_CHALLENGE_. Reproduce all of the data below word for word, but omit the pictures.
>> begin EXTRACTED MATERIAL
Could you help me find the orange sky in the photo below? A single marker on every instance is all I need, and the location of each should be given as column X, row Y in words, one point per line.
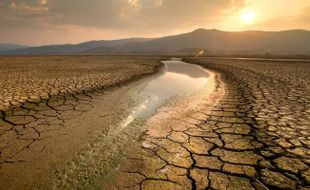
column 37, row 22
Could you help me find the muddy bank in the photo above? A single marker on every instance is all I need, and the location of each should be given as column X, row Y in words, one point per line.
column 46, row 130
column 272, row 98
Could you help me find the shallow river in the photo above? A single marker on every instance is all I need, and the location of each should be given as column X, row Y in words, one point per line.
column 177, row 79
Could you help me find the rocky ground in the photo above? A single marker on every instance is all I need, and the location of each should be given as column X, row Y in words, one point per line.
column 256, row 136
column 41, row 96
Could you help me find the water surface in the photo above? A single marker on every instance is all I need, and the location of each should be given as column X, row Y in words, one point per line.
column 178, row 79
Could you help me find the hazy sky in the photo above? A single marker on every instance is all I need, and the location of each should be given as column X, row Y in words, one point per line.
column 36, row 22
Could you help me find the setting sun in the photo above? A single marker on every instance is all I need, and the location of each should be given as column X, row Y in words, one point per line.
column 248, row 16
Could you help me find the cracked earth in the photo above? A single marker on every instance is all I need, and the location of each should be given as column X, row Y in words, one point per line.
column 48, row 108
column 255, row 136
column 252, row 133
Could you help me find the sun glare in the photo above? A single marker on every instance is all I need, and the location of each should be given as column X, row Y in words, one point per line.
column 248, row 16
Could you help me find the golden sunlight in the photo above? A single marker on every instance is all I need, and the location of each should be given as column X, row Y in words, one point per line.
column 248, row 16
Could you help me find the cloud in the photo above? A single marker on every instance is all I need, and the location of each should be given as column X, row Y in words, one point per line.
column 119, row 14
column 67, row 18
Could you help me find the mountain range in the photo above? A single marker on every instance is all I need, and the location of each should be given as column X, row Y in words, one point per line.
column 211, row 41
>> end EXTRACTED MATERIAL
_SOLUTION TO THIS PROBLEM_.
Could you help me find the orange sky in the photo below? A single marker on every instance is all I need, and the location of each should be given as column X, row Y in words, one point per line.
column 37, row 22
Could you help me find the muddy bank in the photo above? A single marker on every instance is all I need, and the location of each should be given as column X, row Y in words, one point per line.
column 46, row 130
column 272, row 98
Could you help me find the shallow river in the photo above? A single marker on every instance is all I need, and the location of each should be given as column X, row Y in words, one point per line.
column 177, row 79
Could you help me find the rocky ground in the photo above? A single marker on every instance is all I need, and the location of each should be given as column X, row Y in words, one point per line.
column 256, row 136
column 41, row 96
Could you help me find the water surface in the photo above? A single marker on every instance is all I need, and the location of each should be given as column X, row Y in words, one point per line.
column 178, row 79
Could you help me find the hazy sky in the photo above? A single marker on every instance is all I need, and the location of each should be given as column X, row Y in words, one point per line.
column 36, row 22
Could you help me find the setting sun in the photo above? A single marker on every instance is all I need, and the location of each should be given as column X, row Y in words, one point per line.
column 248, row 16
Could you help me find the cracked earth in the photo above? A single marker on every instance is all I need, and the location of each should be given as column X, row Y in words, one point per line.
column 48, row 108
column 255, row 136
column 252, row 133
Could you help me find the sun glare in the photo above? A single marker on every instance is all I need, and the location of each should be given as column X, row Y in words, one point per line.
column 248, row 16
Could you help me find the golden sunlight in the photo above? A single marker on every instance is all I need, and the location of each should be given as column X, row Y in words, one point per line.
column 248, row 16
Could you help me find the cloud in the photo above? A single marker on every instance is all I need, and the location of each should be given as column X, row Y in words, one point per line.
column 119, row 14
column 67, row 18
Could you help me find the mountain range in the photo above? A single marker on every instance is all I need, and the location of each should be given as column X, row Y in words, one point per line.
column 211, row 41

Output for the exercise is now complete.